TO DO -> Leaving out any pictures, print the entries that follow exactly as they stand.
* * *
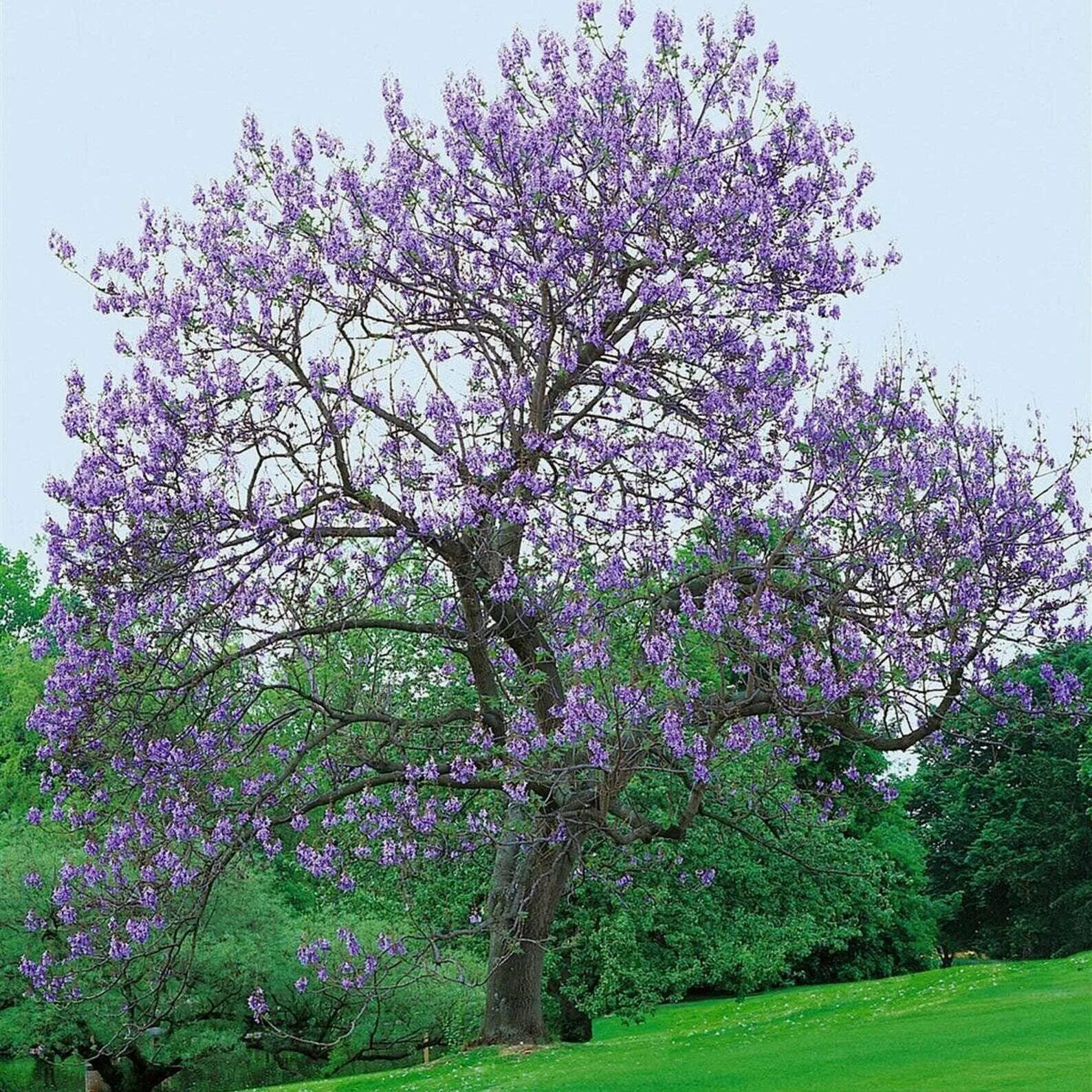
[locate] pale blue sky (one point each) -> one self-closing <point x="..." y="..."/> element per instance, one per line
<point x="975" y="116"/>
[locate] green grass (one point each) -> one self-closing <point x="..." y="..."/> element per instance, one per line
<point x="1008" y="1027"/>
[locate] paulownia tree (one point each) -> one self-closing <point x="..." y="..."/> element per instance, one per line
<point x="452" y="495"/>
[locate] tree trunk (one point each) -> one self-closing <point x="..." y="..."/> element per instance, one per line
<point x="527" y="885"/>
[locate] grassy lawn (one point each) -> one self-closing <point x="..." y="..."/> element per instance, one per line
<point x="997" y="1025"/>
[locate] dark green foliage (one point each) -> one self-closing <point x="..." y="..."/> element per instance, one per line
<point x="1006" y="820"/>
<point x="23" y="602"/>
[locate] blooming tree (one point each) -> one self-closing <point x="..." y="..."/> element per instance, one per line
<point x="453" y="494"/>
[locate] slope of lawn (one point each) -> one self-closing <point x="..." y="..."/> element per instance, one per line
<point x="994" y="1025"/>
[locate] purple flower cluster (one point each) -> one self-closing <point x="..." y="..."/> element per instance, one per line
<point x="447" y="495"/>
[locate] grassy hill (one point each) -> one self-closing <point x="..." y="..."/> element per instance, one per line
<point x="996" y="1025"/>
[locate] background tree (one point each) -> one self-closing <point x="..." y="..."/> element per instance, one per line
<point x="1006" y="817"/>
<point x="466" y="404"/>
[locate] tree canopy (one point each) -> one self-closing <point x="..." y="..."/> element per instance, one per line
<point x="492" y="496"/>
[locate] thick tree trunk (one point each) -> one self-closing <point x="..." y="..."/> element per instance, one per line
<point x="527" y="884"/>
* * *
COMPLETED EXERCISE ->
[locate] pale blue sky (one point each) -> one self-closing <point x="..." y="..."/> element per instance, one per line
<point x="975" y="116"/>
[locate] green grass (one point each) -> one self-closing <point x="..." y="..."/> element per instance, one per line
<point x="1008" y="1027"/>
[locate] paulownia tree (one point each) -> one self-closing <point x="..." y="..."/> element per instance, one per line
<point x="452" y="495"/>
[locate] tree trunk (one point each) -> one self-closing <point x="..." y="..."/> element per instance, one per line
<point x="527" y="885"/>
[locate] grassy lawn (one point each) -> one self-closing <point x="..." y="..."/> element per instance, one per line
<point x="997" y="1025"/>
[locate] dark green foliage (one point each) -> one self-closing <point x="..." y="..."/> element per instance, one per line
<point x="1006" y="820"/>
<point x="23" y="602"/>
[locate] blooming tree (one point each) -> one self-closing <point x="..." y="..."/> element per instance, one per line
<point x="453" y="494"/>
[locate] slope of lawn (one point each) -> one self-closing <point x="..." y="..."/> element per instance, one per line
<point x="994" y="1025"/>
[locate] purple flower cluster (one point each) -> one self-closing <point x="..." y="..."/> element per instance, one per line
<point x="447" y="495"/>
[locate] grassy hill (one point each) -> one self-closing <point x="..." y="..."/> element per instance, one per line
<point x="996" y="1025"/>
[locate] background tree (one point each) -> one self-closing <point x="..." y="..."/> element per instance, one per line
<point x="1006" y="817"/>
<point x="466" y="404"/>
[locate] tree canopy (one point each) -> one self-closing <point x="..." y="..."/> element per instance, one per line
<point x="492" y="496"/>
[locate] thick tree trunk (one point each) -> one self-closing <point x="..." y="..."/> element per instance, one per line
<point x="527" y="884"/>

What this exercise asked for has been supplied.